Exercise directions
Nothing in the records may be altered, and no picture may be included. Restate them in full.

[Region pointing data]
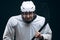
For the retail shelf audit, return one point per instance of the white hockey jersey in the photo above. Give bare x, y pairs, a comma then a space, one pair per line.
17, 29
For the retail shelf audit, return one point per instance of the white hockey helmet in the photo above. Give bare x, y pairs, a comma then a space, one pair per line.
27, 6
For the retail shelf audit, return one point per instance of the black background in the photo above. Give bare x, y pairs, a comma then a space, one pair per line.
46, 8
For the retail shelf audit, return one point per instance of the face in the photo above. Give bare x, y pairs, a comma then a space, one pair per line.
28, 16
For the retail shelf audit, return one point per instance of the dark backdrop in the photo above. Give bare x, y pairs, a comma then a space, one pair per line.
46, 8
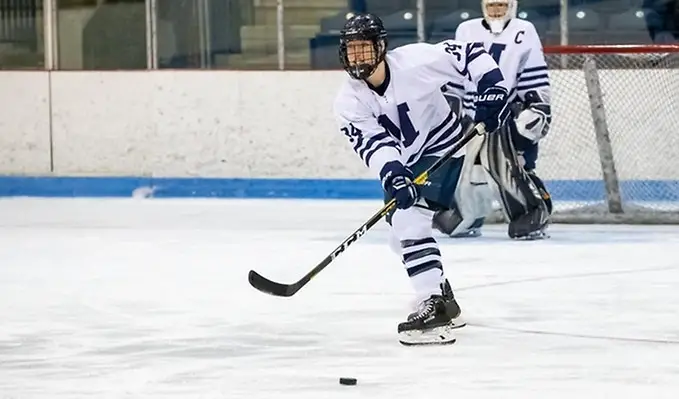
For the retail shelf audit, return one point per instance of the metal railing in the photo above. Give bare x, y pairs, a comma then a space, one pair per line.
200, 20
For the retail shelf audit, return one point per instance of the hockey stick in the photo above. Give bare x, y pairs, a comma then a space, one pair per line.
286, 290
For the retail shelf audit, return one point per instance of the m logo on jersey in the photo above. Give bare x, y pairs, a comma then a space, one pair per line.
406, 133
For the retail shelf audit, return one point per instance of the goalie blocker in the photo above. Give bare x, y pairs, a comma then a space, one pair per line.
492, 170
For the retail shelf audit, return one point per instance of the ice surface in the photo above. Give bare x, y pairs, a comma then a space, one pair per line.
149, 299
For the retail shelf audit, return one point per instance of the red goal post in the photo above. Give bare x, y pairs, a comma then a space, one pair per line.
612, 154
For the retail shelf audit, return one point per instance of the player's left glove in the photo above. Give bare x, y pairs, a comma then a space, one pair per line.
492, 108
397, 180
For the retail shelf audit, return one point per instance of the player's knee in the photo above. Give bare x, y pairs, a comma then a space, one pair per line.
411, 223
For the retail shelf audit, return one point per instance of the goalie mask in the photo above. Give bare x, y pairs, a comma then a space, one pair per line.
363, 45
497, 13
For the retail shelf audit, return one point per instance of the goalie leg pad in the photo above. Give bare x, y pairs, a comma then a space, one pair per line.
473, 198
521, 200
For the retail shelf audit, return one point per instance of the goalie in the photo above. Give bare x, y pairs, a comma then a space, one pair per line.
516, 47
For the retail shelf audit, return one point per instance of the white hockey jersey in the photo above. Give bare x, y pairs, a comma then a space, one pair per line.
412, 119
519, 53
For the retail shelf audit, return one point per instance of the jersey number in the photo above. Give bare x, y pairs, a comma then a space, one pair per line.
496, 50
407, 133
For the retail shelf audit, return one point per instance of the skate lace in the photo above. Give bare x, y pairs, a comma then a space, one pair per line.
424, 310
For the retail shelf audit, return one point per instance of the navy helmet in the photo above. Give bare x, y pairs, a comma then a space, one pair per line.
368, 27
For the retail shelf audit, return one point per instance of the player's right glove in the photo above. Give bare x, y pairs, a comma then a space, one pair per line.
492, 108
397, 180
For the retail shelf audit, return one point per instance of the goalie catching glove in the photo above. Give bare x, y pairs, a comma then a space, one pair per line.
397, 180
533, 122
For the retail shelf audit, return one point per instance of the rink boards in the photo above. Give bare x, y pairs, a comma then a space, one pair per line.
231, 134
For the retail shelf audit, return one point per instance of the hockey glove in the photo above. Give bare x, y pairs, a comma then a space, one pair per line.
533, 122
492, 108
397, 180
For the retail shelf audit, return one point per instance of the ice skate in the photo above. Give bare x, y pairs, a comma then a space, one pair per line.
434, 321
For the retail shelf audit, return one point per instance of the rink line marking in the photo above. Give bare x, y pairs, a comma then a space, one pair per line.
566, 276
562, 334
572, 335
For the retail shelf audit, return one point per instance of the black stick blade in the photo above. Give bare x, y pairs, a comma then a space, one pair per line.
267, 286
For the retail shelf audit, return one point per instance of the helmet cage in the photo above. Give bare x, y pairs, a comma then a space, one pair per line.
362, 70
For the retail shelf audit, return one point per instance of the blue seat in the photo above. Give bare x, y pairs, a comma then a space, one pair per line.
382, 8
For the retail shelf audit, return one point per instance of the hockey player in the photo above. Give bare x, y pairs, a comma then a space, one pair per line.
397, 120
514, 44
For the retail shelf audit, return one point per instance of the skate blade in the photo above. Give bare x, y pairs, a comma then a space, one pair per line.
534, 236
474, 233
436, 336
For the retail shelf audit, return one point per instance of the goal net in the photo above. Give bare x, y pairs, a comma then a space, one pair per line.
612, 154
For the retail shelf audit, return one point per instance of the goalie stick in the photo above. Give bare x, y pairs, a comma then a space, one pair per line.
286, 290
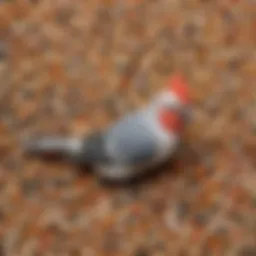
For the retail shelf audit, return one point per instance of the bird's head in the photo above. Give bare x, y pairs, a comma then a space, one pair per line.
173, 104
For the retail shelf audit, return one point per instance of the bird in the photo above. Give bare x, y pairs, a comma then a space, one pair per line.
138, 141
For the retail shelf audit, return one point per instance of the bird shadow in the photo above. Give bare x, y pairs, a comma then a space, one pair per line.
185, 156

Solution to the problem
For the retail shelf audit, return one point per instance of the white hockey jersey in the photo above. Give bare x, y pairs, a comma then a space, one pair per line.
17, 29
For the retail shelf audit, return one point per instance of the white hockey helmet in the photo above. Give bare x, y pairs, a comma then a space, one pair per line.
27, 6
For the retail shelf audit, return one point per instance of the black background in the photo above. Give bare x, y pairs, a comma then a space, one pair per line.
46, 8
For the retail shelf audit, return one point per instance of the face in the photo above. Give bare x, y pairs, a comma then a space, one pair per line.
28, 16
For the retail shelf audit, return one point per instance of the dark backdrop in the photo above. Give bare x, y pairs, a comma then a space, one pair per line.
46, 8
For the retail shelf audit, return one point per instance of the metal railing in the photo above. Give bare x, y pairs, a comma then a space, one pair per line.
200, 20
For the retail shelf audit, return one point per instance of the hockey stick in the photo above. Give bare x, y pairs, a comma then a space, one pair per line.
286, 290
For the retail shelf audit, return one point per instance of the m logo on jersey in the photo above. Give bare x, y pairs, a comma then a space, one pair per line.
406, 133
For the retail shelf audit, return one point per instance of the goalie blocker in the photo above. Give bare x, y pairs, a comma then a space, one pair per line.
492, 170
For the retail shelf audit, return one point per instance of the ice surface in the photo above. Give bare x, y pairs, a comma then a space, one pair per line.
149, 299
For the retail shelf audit, return one point per instance of the red goal post in the photo above. Give bare x, y pairs, a comma then a space, one pair per line.
612, 154
For the retail shelf audit, return one point per instance of the player's left glove in the photo above. Give bare x, y pairs, a comma then a space, one pair per line.
492, 108
397, 180
For the retail shelf audit, return one point per instance of the player's knee in the photo above. Give bare x, y pairs, a comma then a space, one pair per line.
411, 223
For the retail shelf audit, return one point per instance of the goalie mask in the photo above. Give bare x, y pairs, a comma then a space, one pair per line.
363, 45
497, 13
For the retail shelf audit, return one point per instance of the goalie leg pad in the photo above. Give bare x, y pairs, a comma then a space, one pair per line.
473, 198
521, 200
For the retail shelf audit, return one point per instance of the goalie in the photo above. Give bare x, y pairs, a comma then a space, one pair per line.
516, 47
For the retail shelf audit, return one point per instance of the white hockey jersey in the photo above. Give bare x, y pairs, a comma then a space, one pair per line.
412, 119
519, 53
For the retail shelf audit, return one point per instance of the jersey number in the photo above. Give bare x, y pairs, a comma then a space, one pair per line.
496, 50
407, 133
For the retail shelf audit, return one point per instance of the skate lace in the photo above. Give bare x, y pairs, a comma then a space, one pair per line.
424, 310
For the retail shelf audit, return one point per instance of the navy helmet in the photo above. Give bare x, y pairs, a comma then a space, one pair per line.
368, 27
For the retail shelf audit, return one point per instance of the player's right glove in the photo above. Give bare x, y pairs, a comma then a space, one pair per line.
492, 108
397, 180
For the retail shelf audit, return one point per instance of the goalie catching glove in the photo above. Give bare x, y pairs, a comma then a space, one pair per line.
397, 180
533, 122
For the retail shelf audit, return one point per instance of the rink boards in the photo above. Give bare x, y pairs, a comma then a space, one pair per line.
231, 134
For the retail shelf audit, return one point per instance of the hockey glove in the photo above. Give bare x, y pairs, a comma then a space, one pair per line.
533, 122
492, 108
397, 180
For the retail shelf audit, return one point per instance of the ice skate in the photo above. Give bare x, y pairs, a comma then a space, one pair per line.
434, 321
For the retail shelf audit, return one point per instance of the rink line marking in the photo above. Give bare x, y pairs, a comma then a space, one pair per line.
566, 276
562, 334
572, 335
For the retail shelf audit, return one point per instance of the black stick blade in the photo above. Give bare x, y pairs, a comma then a space, one pair per line.
267, 286
For the retail shelf audit, return one point per instance of the helmet cage in the photo above. Give bare x, y pairs, a comma then a space, one pair per line.
362, 70
For the retail shelf audit, return one point per instance of the blue seat in the photo above. Give bare x, y pairs, a comma then a space, one pair per line.
382, 8
For the retail shelf audit, return one point per instance of the hockey player in the photo above. Give bare x, y pairs, a comma then a space, one pair per line.
397, 120
514, 44
For the retail shelf audit, return one point per instance of the skate blade in the photo above. Give bare x, y pairs, a comma then a space, one pair per line.
534, 236
474, 233
436, 336
For the retail shelf audit, return one point per instance of the goal net in the photo above. Give bare x, y pairs, a comma then a space, one pair per line.
612, 154
For the retail shelf audit, return one point per instance of the goalie stick in the photo above. Give bare x, y pairs, a comma then a space, one pair per line.
286, 290
For the retail shelf audit, return one point per instance of the bird's head in the photo above. Give bare x, y pairs, a comma then a space, one pair per line.
173, 104
For the retail shelf audit, return one point per instance of the bird in the photo above. Give bare x, y pairs, a comma then a space, one pair per line.
138, 141
For the retail shelf audit, return one point per instance of the bird shadow in the photo above. Give bare x, y pairs, a comma then a space, one pair per line.
185, 156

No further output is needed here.